This story is part of Record High, a Grist series examining extreme heat and its impact on how — and where — we live.
More than 61,000 people died because of record-breaking heat in Europe last year, according to a new study published Monday in the journal Nature Medicine. The summer of 2022 was the hottest period ever recorded on the continent.
Researchers looked at heat-related deaths during the summer of 2022 and found that women in Europe made up more than 60 percent of deaths and that adults over the age of 79 made up over half of all deaths. Study authors said that this is a jump of more than 25,000 heat-related deaths from the period spanning 2015 to 2021.
Italy, Spain, and Portugal had the highest mortality rates linked to the heat, emphasizing the vulnerability of Mediterranean countries to heat-related mortality.
“Our study highlights the accelerated warming observed over the last decade, and emphasizes the urgent need to reevaluate and substantially strengthen prevention plans,” said Marcos Quijal, a co-author of the paper. “These trends also suggest that without effective adaptive responses, Europe could face a significant increase in premature deaths each summer, reaching more than 68,000 by 2030 and over 94,000 by 2040.”
So far this summer, the trend has continued — last week, the planet experienced its hottest seven-day stretch in recorded history.
Average surface temperatures have been rising for years due to climate change, but this summer’s extreme heat has been rapidly breaking records. In addition to average hotter temperatures, the reemergence of the weather phenomenon known as El Niño is poised to drive up temperatures even more.
The human body is not meant to survive long periods of extreme heat, mostly because it already produces heat from daily activities like circulating blood and digesting food. Sweating can be an essential tool to cool down and prevent overheating, but when humidity levels are also high the body can’t produce the adequate amount of sweat needed to manage its temperature.
While temperatures throughout Europe were sky-high during the summer of 2022, the average daily temperature in southwestern Europe that year was the highest recorded since 1950, according to the European State of the Climate report for 2022.
Older people can be more vulnerable to heat stress because of cultural differences — they may not hail from a warm region and might not know how to adjust — and biological ones, as aging can impact the body’s ability to regulate temperature.
Justin S. Mankin, a researcher at Dartmouth University who was not involved with the study, said that heat waves like the one in Europe last summer are part of a trend that has been worsening for years. As the planet continues to warm, extreme heat will only get worse.
“You could throw a dart at the map and probably find a heat wave somewhere,” said Mankin.
Though the conditions of last summer’s European heat wave and 2021’s heat wave in the U.S. Pacific Northwest were extreme, Mankin says there is a lot of science to support the fact that temperatures won’t rise in a straightforward fashion.
“We have a really good understanding of why the likelihood of extremely rare heat events should increase nonlinearly with warming,” said Mankin.
The study authors noted that last year’s heat wave bears a striking resemblance to the 2003 heat wave in Europe that killed 70,000 people, which in France led to the resignation of the nation’s health chief and spurred the country to redesign their approach to heat.
Mankin also noted that despite the astounding figures, there is a lot that researchers can’t account for –– including a completely accurate total death count.
“In all likelihood, these death counts are probably an undercounting to some extent,” said Mankin.
+++
_YOUR INSTRUCTIONS_: In the article on Europe's 2022 heat deaths, which three countries had the highest mortality rates linked to the heat?
+++
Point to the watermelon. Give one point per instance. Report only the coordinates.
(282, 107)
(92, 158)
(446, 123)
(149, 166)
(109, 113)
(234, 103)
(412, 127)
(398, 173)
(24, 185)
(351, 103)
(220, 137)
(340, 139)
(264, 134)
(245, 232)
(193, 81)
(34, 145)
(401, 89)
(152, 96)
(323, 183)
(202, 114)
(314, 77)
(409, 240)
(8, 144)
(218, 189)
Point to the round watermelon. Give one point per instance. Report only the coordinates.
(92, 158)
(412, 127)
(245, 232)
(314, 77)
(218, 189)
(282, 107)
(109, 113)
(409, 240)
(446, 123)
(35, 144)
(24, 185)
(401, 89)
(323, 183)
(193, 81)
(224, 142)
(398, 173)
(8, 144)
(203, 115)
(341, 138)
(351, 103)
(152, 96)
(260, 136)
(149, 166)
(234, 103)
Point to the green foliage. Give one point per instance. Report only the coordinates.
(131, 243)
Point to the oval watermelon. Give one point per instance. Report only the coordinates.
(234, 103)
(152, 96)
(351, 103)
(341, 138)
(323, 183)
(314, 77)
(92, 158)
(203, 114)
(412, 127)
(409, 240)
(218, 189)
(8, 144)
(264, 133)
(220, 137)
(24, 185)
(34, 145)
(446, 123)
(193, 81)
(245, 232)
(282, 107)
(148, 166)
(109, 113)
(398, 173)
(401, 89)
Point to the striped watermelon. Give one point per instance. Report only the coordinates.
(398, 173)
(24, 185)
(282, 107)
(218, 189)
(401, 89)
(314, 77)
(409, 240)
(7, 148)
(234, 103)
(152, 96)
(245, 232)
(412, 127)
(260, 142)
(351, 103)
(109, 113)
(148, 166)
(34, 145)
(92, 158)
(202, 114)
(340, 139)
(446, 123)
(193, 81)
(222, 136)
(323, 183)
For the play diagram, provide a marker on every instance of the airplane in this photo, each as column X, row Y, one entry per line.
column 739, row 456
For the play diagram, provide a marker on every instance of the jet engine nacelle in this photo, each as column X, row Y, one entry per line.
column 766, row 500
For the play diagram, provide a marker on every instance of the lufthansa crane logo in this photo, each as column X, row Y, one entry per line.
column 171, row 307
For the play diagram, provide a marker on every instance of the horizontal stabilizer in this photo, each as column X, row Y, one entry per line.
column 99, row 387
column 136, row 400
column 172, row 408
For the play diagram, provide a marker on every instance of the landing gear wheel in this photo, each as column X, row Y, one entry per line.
+++
_SOLUTION FOR THIS PROBLEM_: Italy, Spain, and Portugal.